* **Task to complete**:
Show all lines of the listing that contain the word "point".

* **Records for the exercise**:
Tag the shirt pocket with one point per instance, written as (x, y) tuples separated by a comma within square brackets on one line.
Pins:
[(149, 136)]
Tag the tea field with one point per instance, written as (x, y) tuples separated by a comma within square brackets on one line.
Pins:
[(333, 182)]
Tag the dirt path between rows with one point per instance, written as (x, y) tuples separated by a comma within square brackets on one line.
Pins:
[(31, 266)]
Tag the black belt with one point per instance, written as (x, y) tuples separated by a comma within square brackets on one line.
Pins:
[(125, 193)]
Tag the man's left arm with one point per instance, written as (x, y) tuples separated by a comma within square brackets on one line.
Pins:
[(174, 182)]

* **Answer to this problem**:
Tag the shirt pocket with one point per instance, written as (x, y) tuples separated by a comma within square brackets on one line.
Tag the tea field with one point per instance, written as (x, y) tuples separated by a comma within square brackets on one line.
Tag the dirt path between rows with one point per instance, written as (x, y) tuples separated by a comma within square brackets on one line.
Tag the black belt with one point per instance, written as (x, y) tuples separated by a comma within square brackets on one line.
Tag the man's left arm with one point per instance, written as (x, y) tuples separated by a comma within square brackets on one line.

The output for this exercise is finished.